▼
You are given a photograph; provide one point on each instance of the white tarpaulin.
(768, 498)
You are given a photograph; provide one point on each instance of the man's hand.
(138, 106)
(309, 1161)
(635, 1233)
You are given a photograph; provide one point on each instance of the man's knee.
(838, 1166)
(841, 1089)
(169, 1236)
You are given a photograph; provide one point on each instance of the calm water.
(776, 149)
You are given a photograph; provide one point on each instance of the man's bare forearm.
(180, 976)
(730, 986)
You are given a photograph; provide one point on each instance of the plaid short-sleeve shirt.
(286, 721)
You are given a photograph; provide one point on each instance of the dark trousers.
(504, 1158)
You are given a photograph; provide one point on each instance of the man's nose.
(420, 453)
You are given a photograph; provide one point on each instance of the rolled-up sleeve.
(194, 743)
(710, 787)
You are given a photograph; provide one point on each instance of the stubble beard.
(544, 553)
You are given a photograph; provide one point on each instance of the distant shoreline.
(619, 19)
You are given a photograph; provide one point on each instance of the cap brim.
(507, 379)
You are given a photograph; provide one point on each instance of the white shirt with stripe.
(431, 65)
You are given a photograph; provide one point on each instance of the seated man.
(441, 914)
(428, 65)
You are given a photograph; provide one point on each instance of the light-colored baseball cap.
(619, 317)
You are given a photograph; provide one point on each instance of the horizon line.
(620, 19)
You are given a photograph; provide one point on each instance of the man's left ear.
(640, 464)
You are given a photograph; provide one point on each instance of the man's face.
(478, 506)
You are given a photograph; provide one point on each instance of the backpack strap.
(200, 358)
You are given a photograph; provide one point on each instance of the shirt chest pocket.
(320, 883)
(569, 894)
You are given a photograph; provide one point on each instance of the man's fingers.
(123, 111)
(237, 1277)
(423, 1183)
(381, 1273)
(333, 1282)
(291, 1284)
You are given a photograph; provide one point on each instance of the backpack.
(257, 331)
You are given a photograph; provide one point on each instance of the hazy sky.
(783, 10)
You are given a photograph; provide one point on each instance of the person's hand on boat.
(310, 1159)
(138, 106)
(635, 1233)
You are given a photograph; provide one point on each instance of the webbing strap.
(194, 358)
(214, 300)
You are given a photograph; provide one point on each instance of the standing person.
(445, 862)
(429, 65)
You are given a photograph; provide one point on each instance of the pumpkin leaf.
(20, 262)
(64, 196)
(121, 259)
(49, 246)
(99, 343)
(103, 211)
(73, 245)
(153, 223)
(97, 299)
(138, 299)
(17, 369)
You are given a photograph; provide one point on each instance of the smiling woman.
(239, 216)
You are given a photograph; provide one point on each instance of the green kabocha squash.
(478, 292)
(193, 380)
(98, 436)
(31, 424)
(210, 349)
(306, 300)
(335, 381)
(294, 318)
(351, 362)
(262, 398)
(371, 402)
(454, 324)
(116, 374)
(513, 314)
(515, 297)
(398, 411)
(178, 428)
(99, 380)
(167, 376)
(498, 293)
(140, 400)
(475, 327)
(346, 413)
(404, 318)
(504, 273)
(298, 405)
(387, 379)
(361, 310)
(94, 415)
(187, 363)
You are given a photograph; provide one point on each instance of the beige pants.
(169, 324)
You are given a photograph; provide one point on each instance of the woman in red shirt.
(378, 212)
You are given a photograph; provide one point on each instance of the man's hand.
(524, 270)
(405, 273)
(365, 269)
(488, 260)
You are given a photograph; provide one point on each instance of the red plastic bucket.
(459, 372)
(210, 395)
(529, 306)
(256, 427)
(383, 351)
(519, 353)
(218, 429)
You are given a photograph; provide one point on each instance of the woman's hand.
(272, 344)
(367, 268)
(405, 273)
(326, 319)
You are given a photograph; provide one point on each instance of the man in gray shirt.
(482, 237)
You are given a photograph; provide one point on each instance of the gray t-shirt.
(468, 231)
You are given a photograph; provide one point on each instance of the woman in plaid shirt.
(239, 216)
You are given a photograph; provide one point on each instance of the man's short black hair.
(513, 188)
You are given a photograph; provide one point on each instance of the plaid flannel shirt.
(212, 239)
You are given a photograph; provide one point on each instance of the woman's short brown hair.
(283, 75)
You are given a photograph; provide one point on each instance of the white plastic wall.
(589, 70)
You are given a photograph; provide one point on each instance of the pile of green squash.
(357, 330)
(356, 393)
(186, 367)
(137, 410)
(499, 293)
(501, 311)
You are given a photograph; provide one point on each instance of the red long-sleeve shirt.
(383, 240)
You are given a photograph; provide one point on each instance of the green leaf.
▲
▶ _What is required_
Starting at the line that contains "green kabocha squash.", copy every line down to the last line of the records above, exactly as written.

▶ _Output of the task_
You are given a photograph; provide one point on each instance of the green kabocha squash.
(478, 292)
(193, 380)
(98, 436)
(31, 424)
(210, 349)
(306, 300)
(335, 381)
(294, 318)
(351, 362)
(262, 398)
(371, 402)
(454, 324)
(116, 374)
(513, 314)
(515, 297)
(398, 411)
(178, 428)
(99, 380)
(167, 376)
(498, 293)
(140, 400)
(475, 327)
(346, 413)
(404, 318)
(504, 273)
(298, 405)
(387, 379)
(361, 310)
(94, 415)
(187, 363)
You are given a photograph; provide one point on each instance of the beige pants.
(169, 324)
You are given a photograph; provide one point on each instance of the woman in red shirt.
(378, 212)
You are given a photograph; provide one point on each instance of the man's hand.
(524, 270)
(405, 273)
(365, 269)
(488, 260)
You are given a photograph; provide one point on each instance of the red plastic bucket.
(459, 372)
(210, 395)
(529, 306)
(256, 427)
(383, 351)
(519, 353)
(218, 429)
You are given a photograph; provide one point on each instance of the woman's hand.
(272, 344)
(367, 268)
(405, 273)
(326, 319)
You are given a photograph; provide one point on each instance of the man in gray shirt.
(482, 237)
You are given a photograph; provide one point on each instance of the gray t-shirt.
(468, 231)
You are given a photograph; provide one point on each instance of the woman in plaid shirt.
(239, 216)
You are given a photograph; provide one point on each instance of the man's short black hair.
(513, 188)
You are given a photograph; provide one point on each instance of the plaid flannel shirt.
(212, 239)
You are given a photograph; provide one point on each instance of the woman's short brown hair.
(283, 75)
You are given a photograph; provide one point on each instance of the white plastic wall.
(589, 70)
You are given a photograph; provide one point on each instance of the pile of green squash.
(357, 330)
(356, 393)
(186, 367)
(137, 410)
(499, 293)
(501, 311)
You are given a photograph; provide one point on each instance of the red long-sleeve shirt.
(383, 240)
You are given a photograph; provide one point on each instance of the green leaf.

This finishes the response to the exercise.